• [Problem to work on]
Print the lines that run from the line with "of the sunlight" to the line with "dark shirt, and", keeping both end lines, exactly as they appear in the entries below, and nothing else.
--- --- ---
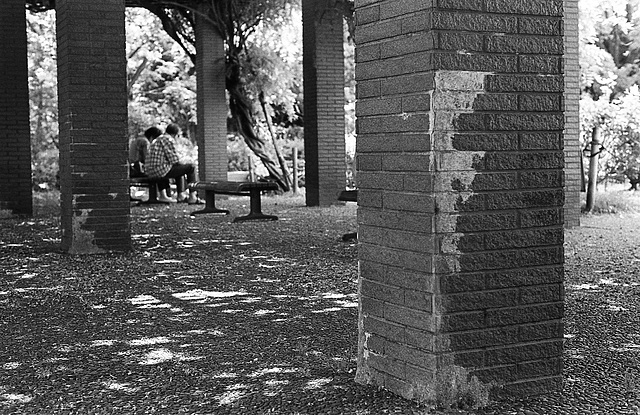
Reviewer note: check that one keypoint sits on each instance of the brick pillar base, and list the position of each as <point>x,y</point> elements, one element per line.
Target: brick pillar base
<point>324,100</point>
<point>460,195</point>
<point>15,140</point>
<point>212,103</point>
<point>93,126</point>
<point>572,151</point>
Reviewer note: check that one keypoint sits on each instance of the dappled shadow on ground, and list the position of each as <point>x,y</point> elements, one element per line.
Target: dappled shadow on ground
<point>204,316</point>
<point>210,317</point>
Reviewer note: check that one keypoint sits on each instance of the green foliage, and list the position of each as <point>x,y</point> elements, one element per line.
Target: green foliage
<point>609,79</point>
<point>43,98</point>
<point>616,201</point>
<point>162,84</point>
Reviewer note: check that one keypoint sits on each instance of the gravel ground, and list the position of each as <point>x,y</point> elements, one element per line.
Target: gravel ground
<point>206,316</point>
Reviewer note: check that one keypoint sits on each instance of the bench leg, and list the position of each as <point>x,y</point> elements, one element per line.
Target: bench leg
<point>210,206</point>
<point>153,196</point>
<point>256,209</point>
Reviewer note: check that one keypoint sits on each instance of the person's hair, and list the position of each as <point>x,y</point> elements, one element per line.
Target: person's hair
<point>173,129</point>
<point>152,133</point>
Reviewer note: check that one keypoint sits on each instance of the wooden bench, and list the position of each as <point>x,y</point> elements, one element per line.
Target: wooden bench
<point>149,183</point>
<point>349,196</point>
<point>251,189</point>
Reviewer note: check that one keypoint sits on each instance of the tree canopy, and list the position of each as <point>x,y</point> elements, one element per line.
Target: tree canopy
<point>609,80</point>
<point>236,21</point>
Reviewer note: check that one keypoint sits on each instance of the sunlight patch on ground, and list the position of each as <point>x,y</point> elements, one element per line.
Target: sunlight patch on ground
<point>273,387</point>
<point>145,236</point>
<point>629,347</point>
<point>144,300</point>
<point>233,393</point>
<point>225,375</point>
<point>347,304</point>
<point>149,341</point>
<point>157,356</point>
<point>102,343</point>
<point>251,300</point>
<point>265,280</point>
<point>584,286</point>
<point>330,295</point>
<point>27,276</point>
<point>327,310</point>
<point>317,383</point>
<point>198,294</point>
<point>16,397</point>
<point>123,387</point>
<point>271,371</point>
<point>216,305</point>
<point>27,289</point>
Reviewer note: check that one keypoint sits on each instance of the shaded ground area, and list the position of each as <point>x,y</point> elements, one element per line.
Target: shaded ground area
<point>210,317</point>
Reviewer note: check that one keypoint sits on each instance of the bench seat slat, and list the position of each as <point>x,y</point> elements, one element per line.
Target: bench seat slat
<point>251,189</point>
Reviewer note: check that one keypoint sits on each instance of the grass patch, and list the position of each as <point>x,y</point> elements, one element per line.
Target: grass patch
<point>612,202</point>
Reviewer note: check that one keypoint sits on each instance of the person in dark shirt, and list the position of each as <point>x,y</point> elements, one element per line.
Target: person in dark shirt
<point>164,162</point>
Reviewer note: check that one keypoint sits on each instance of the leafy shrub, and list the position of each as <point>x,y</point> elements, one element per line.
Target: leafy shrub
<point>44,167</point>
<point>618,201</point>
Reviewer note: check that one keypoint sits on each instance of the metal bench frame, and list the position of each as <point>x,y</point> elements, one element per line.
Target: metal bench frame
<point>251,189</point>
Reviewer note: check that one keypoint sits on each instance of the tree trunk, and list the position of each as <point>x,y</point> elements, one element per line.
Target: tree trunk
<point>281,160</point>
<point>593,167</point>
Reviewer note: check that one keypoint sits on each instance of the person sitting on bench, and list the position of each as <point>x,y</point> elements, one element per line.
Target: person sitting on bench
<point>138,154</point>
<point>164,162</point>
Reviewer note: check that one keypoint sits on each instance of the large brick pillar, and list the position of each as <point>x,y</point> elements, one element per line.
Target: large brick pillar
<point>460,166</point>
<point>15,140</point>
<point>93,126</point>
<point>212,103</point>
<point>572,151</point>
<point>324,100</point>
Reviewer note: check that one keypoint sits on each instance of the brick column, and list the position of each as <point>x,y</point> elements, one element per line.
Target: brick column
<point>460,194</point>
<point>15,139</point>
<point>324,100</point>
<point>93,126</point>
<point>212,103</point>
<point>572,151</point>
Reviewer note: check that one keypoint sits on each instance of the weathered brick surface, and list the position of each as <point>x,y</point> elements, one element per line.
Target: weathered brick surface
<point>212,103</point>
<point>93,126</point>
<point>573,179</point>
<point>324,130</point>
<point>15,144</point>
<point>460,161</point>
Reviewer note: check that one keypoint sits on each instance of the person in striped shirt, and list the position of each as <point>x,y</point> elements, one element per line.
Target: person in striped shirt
--- --- ---
• [Reply to the exercise]
Reviewer note: check that one keypoint sits on each instance of the sunlight patch on ground, and list the position of each as <point>x,y</point> elements, one element per line.
Target: sunlight patch on ground
<point>273,387</point>
<point>145,236</point>
<point>629,347</point>
<point>144,300</point>
<point>233,393</point>
<point>225,375</point>
<point>347,304</point>
<point>149,341</point>
<point>157,356</point>
<point>102,343</point>
<point>251,300</point>
<point>265,280</point>
<point>584,286</point>
<point>330,295</point>
<point>27,276</point>
<point>327,310</point>
<point>317,383</point>
<point>198,294</point>
<point>16,397</point>
<point>123,387</point>
<point>271,371</point>
<point>216,305</point>
<point>27,289</point>
Reviewer note: check that one keypoint sits on each instance of the shaded ground area, and list the position of each as <point>x,y</point> elements, one element per line.
Target: shaded ground area
<point>210,317</point>
Reviewer note: check that one keypoint sits on each instance of the bench seat slat, and list the position of each as <point>x,y</point> elements, one element per line.
Target: bench seat slat
<point>251,189</point>
Reviewer note: check that one keypoint sits on each instance of the grass patch, and list the position of each as <point>x,y</point> elements, one element per line.
Target: grass patch
<point>612,202</point>
Reviewer note: check that one keypoint sits on each instance of the person in dark shirt, and list the position of each as <point>x,y</point> elements, one element per line.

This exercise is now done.